WORK INSTRUCTIONS: Each record must be reproduced exactly as it is shown.

(Records from a collection)
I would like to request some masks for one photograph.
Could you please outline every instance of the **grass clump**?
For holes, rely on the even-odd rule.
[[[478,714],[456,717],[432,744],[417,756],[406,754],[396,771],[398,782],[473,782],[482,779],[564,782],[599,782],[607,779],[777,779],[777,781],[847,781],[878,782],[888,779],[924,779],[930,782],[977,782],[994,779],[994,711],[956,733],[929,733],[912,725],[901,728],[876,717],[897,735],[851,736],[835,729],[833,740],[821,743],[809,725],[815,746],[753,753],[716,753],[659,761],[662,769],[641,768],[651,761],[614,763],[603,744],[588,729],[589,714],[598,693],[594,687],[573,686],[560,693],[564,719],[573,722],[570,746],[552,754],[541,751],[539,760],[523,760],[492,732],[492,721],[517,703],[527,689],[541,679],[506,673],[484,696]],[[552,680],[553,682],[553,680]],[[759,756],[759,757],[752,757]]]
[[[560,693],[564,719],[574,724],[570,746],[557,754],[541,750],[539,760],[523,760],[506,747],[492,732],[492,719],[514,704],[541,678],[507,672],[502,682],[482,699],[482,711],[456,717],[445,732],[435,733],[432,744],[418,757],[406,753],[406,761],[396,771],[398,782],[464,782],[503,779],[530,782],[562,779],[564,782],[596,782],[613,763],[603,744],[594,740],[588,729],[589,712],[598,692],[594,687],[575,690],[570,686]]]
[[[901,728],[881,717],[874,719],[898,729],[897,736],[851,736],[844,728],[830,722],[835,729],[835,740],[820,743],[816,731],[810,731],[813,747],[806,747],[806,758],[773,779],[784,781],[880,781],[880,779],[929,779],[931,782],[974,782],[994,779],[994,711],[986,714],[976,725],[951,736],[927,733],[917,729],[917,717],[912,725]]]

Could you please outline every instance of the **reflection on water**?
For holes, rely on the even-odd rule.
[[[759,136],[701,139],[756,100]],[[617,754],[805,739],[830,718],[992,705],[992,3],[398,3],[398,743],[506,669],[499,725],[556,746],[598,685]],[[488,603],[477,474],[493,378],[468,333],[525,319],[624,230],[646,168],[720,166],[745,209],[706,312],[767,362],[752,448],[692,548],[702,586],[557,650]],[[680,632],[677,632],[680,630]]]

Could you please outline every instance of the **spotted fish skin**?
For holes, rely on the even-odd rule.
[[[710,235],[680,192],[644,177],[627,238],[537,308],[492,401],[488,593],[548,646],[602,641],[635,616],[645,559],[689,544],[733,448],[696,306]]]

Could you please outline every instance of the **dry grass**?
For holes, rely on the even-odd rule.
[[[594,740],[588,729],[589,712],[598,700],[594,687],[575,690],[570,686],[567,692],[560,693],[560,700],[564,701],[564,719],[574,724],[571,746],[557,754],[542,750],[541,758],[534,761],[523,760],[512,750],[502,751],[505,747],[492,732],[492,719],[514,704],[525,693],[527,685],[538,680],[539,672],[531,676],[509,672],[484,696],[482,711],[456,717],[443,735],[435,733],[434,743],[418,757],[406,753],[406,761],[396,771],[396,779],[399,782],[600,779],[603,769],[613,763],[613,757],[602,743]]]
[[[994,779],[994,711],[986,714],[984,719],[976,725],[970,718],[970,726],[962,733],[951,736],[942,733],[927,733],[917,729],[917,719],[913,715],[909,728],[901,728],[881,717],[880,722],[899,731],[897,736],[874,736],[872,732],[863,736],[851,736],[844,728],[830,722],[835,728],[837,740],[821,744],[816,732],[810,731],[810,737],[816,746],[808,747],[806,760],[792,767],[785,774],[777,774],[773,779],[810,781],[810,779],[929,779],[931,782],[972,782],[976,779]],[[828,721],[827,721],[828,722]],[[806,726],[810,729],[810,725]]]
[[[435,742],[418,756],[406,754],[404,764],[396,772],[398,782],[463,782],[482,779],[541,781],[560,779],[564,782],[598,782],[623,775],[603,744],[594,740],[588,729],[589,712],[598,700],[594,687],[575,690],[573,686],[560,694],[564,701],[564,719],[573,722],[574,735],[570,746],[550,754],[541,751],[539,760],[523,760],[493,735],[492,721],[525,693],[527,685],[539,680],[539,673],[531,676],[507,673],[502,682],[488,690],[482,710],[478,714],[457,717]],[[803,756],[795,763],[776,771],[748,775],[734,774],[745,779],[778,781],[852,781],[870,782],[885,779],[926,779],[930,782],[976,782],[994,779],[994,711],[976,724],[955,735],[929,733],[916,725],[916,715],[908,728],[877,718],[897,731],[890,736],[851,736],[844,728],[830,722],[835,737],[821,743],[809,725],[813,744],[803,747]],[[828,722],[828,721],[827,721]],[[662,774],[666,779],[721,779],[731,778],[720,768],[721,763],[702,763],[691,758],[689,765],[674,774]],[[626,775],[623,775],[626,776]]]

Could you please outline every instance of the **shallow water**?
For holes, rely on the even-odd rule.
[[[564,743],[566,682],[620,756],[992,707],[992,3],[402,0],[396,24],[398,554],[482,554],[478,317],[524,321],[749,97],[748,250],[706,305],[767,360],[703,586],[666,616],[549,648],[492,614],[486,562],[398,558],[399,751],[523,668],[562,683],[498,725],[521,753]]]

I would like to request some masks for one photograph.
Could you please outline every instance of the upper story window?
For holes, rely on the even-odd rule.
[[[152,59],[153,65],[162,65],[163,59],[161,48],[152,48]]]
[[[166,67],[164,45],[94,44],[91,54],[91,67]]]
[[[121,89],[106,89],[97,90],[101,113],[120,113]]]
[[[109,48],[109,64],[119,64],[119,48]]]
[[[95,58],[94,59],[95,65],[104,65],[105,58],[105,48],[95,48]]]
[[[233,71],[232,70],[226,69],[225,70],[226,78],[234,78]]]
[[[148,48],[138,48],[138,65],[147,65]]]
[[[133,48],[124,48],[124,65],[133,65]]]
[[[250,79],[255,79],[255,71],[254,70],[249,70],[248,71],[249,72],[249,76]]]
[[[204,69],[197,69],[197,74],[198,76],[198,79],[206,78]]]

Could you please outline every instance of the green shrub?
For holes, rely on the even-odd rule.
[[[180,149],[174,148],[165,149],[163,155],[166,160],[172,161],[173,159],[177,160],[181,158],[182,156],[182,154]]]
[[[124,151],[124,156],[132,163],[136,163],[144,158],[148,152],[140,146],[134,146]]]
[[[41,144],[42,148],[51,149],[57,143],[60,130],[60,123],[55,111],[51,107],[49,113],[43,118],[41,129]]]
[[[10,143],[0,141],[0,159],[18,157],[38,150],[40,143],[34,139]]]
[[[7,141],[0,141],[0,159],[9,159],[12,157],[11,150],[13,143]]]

RESPONSE FOR THIS EXERCISE:
I would like to request some masks for one photograph.
Could you please outline every instance of the **grass clump**?
For holes, rely on the even-odd rule.
[[[478,714],[456,717],[432,744],[417,756],[406,754],[396,771],[398,782],[473,782],[482,779],[564,782],[599,782],[607,779],[777,779],[777,781],[847,781],[878,782],[888,779],[924,779],[930,782],[977,782],[994,779],[994,711],[956,733],[929,733],[912,725],[901,728],[876,717],[897,735],[851,736],[835,729],[833,740],[821,743],[809,725],[815,746],[753,753],[716,753],[659,761],[662,769],[641,768],[651,761],[614,763],[603,744],[588,729],[589,714],[598,693],[594,687],[573,686],[560,693],[564,719],[573,722],[570,746],[552,754],[541,751],[539,760],[523,760],[492,732],[492,721],[517,703],[527,689],[541,679],[506,673],[484,696]],[[552,680],[553,682],[553,680]],[[759,756],[759,757],[752,757]]]
[[[560,693],[564,719],[574,724],[570,746],[557,754],[541,750],[539,760],[523,760],[506,747],[492,732],[492,719],[514,704],[541,678],[507,672],[502,682],[482,699],[482,711],[456,717],[445,732],[435,733],[432,744],[418,757],[406,753],[406,761],[396,771],[398,782],[464,782],[503,779],[530,782],[562,779],[564,782],[596,782],[613,763],[603,744],[594,740],[588,729],[589,712],[598,692],[594,687],[575,690],[570,686]]]
[[[901,728],[881,717],[874,719],[898,729],[897,736],[851,736],[844,728],[830,722],[835,729],[835,740],[820,743],[816,731],[810,731],[813,747],[806,747],[806,758],[773,779],[784,781],[880,781],[880,779],[929,779],[931,782],[974,782],[994,779],[994,711],[986,714],[976,725],[951,736],[927,733],[917,729],[917,717],[912,725]]]

Could you please outline every instance of the **reflection on water**?
For holes, rely on the even-odd rule.
[[[759,136],[701,139],[756,100]],[[617,754],[805,739],[830,718],[992,705],[992,3],[398,3],[398,743],[506,669],[499,725],[556,746],[598,685]],[[488,603],[477,474],[493,378],[468,333],[525,319],[624,230],[646,168],[720,166],[745,209],[706,312],[767,362],[752,448],[692,548],[702,586],[557,650]],[[680,632],[677,632],[680,630]]]

Could you please outline every instance of the **spotted fish skin**?
For holes, rely on the even-odd rule.
[[[710,235],[680,192],[644,177],[627,238],[537,308],[492,401],[488,593],[548,646],[602,641],[635,616],[645,559],[689,544],[733,448],[696,306]]]

Could you please outline every instance of the **dry grass**?
For holes, rely on the even-odd rule.
[[[594,740],[588,729],[589,712],[598,700],[594,687],[575,690],[570,686],[567,692],[560,693],[560,700],[564,701],[564,719],[574,724],[571,746],[557,754],[542,750],[541,758],[534,761],[523,760],[512,750],[502,751],[505,747],[492,732],[492,719],[514,704],[525,693],[527,685],[538,680],[539,672],[531,676],[509,672],[484,696],[482,711],[456,717],[443,735],[435,733],[434,743],[418,757],[406,753],[406,761],[396,771],[396,779],[399,782],[600,779],[603,769],[613,763],[613,757],[602,743]]]
[[[994,779],[994,711],[986,714],[984,719],[976,725],[970,718],[970,726],[962,733],[951,736],[942,733],[927,733],[917,729],[917,719],[913,715],[909,728],[901,728],[881,717],[880,722],[899,731],[897,736],[874,736],[872,732],[863,736],[851,736],[844,728],[830,722],[835,728],[837,740],[821,744],[816,732],[810,731],[810,737],[816,746],[808,747],[806,760],[792,767],[785,774],[777,774],[773,779],[810,781],[810,779],[929,779],[931,782],[972,782],[976,779]],[[828,721],[827,721],[828,722]],[[806,726],[810,729],[810,725]]]
[[[435,742],[418,756],[406,754],[404,764],[396,772],[398,782],[463,782],[482,779],[541,781],[560,779],[564,782],[598,782],[623,775],[603,744],[594,740],[588,729],[589,712],[598,700],[594,687],[575,690],[573,686],[560,694],[564,701],[564,719],[573,722],[574,735],[570,746],[550,754],[541,751],[539,760],[523,760],[493,735],[492,721],[525,693],[527,685],[539,680],[539,673],[531,676],[507,673],[502,682],[488,690],[482,710],[478,714],[457,717]],[[803,756],[795,763],[776,771],[748,775],[734,774],[745,779],[778,781],[852,781],[870,782],[885,779],[926,779],[930,782],[976,782],[994,779],[994,711],[976,724],[955,735],[929,733],[916,725],[916,715],[908,728],[877,718],[897,731],[890,736],[851,736],[844,728],[830,722],[835,737],[821,743],[809,725],[813,744],[803,747]],[[828,722],[828,721],[827,721]],[[662,774],[666,779],[721,779],[731,778],[720,768],[721,763],[702,763],[691,758],[689,765],[674,774]],[[626,775],[623,775],[626,776]]]

Could you please outline every instance of the **shallow water**?
For holes, rely on the even-odd rule.
[[[564,743],[566,682],[620,756],[992,707],[992,3],[402,0],[396,24],[398,554],[482,554],[478,317],[524,321],[749,97],[748,250],[706,305],[767,360],[703,586],[666,616],[549,648],[492,614],[486,562],[398,558],[399,751],[523,668],[562,683],[498,725],[521,753]]]

I would like to request some masks for one photograph.
Could you please outline every instance of the upper story window?
For holes, rely on the even-odd rule.
[[[152,59],[153,65],[162,65],[163,59],[161,48],[152,48]]]
[[[166,67],[164,45],[94,44],[91,54],[91,67]]]
[[[121,89],[106,89],[97,90],[101,113],[120,113]]]
[[[109,48],[109,64],[119,64],[119,48]]]
[[[95,58],[94,59],[95,65],[104,65],[105,58],[105,48],[95,48]]]
[[[233,71],[232,70],[226,69],[225,70],[226,78],[234,78]]]
[[[148,48],[138,48],[138,65],[147,65]]]
[[[133,48],[124,48],[124,65],[133,65]]]
[[[250,79],[255,79],[255,71],[254,70],[249,70],[248,71],[249,72],[249,76]]]
[[[204,69],[197,69],[197,74],[198,76],[198,79],[206,78]]]

Could you please outline every instance of the green shrub?
For holes, rely on the even-odd rule.
[[[180,149],[174,148],[165,149],[163,155],[166,160],[172,161],[173,159],[177,160],[181,158],[182,156],[182,154]]]
[[[124,151],[124,156],[132,163],[136,163],[144,158],[148,152],[140,146],[134,146]]]
[[[41,144],[42,148],[51,149],[57,143],[60,130],[60,123],[55,111],[51,107],[49,113],[43,118],[41,129]]]
[[[10,143],[0,141],[0,159],[18,157],[38,150],[40,143],[34,139]]]
[[[7,141],[0,141],[0,159],[9,159],[12,157],[11,150],[13,143]]]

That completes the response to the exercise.